§ Exercise
The answer should contain each record below, repeated exactly.

Referring expression pointing data:

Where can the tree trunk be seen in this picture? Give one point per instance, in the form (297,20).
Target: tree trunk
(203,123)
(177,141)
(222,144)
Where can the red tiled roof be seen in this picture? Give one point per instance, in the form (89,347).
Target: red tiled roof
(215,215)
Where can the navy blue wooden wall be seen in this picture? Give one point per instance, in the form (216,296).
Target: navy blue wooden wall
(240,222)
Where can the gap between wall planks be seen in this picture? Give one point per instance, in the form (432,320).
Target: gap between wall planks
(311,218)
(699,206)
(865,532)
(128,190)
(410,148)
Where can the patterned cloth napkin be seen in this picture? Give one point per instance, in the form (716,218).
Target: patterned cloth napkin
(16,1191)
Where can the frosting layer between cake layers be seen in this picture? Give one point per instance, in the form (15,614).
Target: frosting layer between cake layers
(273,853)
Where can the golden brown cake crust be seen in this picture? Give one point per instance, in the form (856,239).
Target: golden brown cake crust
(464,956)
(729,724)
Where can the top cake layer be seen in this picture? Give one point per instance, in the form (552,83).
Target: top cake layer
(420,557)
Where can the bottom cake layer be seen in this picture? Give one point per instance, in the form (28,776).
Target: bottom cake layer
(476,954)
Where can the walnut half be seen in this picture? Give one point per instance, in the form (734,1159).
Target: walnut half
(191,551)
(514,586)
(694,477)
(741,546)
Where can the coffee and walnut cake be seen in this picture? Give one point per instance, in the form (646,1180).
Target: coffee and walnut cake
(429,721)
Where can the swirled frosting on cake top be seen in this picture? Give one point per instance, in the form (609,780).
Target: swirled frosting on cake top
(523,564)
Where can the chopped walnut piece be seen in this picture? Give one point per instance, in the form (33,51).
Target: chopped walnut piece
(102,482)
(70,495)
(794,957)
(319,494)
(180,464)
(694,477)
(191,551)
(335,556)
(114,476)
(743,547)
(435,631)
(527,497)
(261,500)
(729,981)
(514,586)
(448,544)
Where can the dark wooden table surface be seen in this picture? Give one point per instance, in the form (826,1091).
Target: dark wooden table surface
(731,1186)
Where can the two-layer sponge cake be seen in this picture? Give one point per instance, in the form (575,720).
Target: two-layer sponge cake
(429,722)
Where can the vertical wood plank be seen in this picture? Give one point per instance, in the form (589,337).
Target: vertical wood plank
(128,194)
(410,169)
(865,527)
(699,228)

§ Exercise solution
Where can the tree trunk be seen in this picture? Give one point per instance, in the form (297,20).
Target: tree trunk
(203,123)
(177,141)
(222,144)
Where can the red tiled roof be seen in this picture? Give one point per instance, in the form (89,347).
Target: red tiled roof
(215,215)
Where can the navy blue wooden wall be seen in this picture? Give one point per instance, in the form (216,296).
Target: navy blue wooden wall
(240,222)
Where can the gap between wall planks be seen in this picture? Give one point per instance, in the form (432,320).
Target: gap between wall planks
(311,218)
(699,206)
(865,532)
(128,190)
(410,148)
Where can the patterned cloth napkin be seen in this picture? Give one point per instance, in the form (716,218).
Target: patterned cloth napkin
(16,1191)
Where can the frosting layer between cake layers be seen in this picture? Give one point per instance, in the form (15,614).
Target: frosting layer between cake layers
(273,853)
Where can the golden brown cake crust be seen in this picture? Give one point per instance, in the form (856,239).
Target: golden brown cake crust
(464,956)
(729,724)
Where can the top cake layer be seen in this picture? Give one point per instance, in the form (552,83).
Target: top cake layer
(420,557)
Where can the bottom cake layer be seen in this picture? Give one point per instance, in the form (28,776).
Target: bottom cake layer
(476,954)
Where can the walnut half be seen in this picture? Give one point per instance, in the form (734,1159).
Target: walnut half
(191,551)
(514,586)
(694,477)
(741,546)
Where can the coffee and walnut cake be seen in this picture? Give one point per instance, in the form (646,1180).
Target: coffee and walnut cake
(429,721)
Where can the swirled frosting on cake top be seen in this picture? Give one point per instance, in the form (609,780).
Target: swirled frosting on cake top
(523,564)
Where can the chopped walnut piece be seen in this picture? Give one point per instance, in the form (33,51).
Target: chopped walnut piece
(102,482)
(70,495)
(794,957)
(319,494)
(180,464)
(694,477)
(191,551)
(335,556)
(114,476)
(743,547)
(435,631)
(527,497)
(261,500)
(729,981)
(514,586)
(448,544)
Where can the dark wooden table surface be seen in this picture? Give one point per instance, in the form (826,1091).
Target: dark wooden table surface
(731,1186)
Where can the two-layer sponge cake be seen in this picture? Give one point per instance, in the form (575,720).
Target: two-layer sponge cake
(429,722)
Where can the vertical wood plank be seen in this picture? Give one point per instance, in the form (589,337).
Target: vertical wood plank
(128,194)
(410,169)
(865,527)
(699,228)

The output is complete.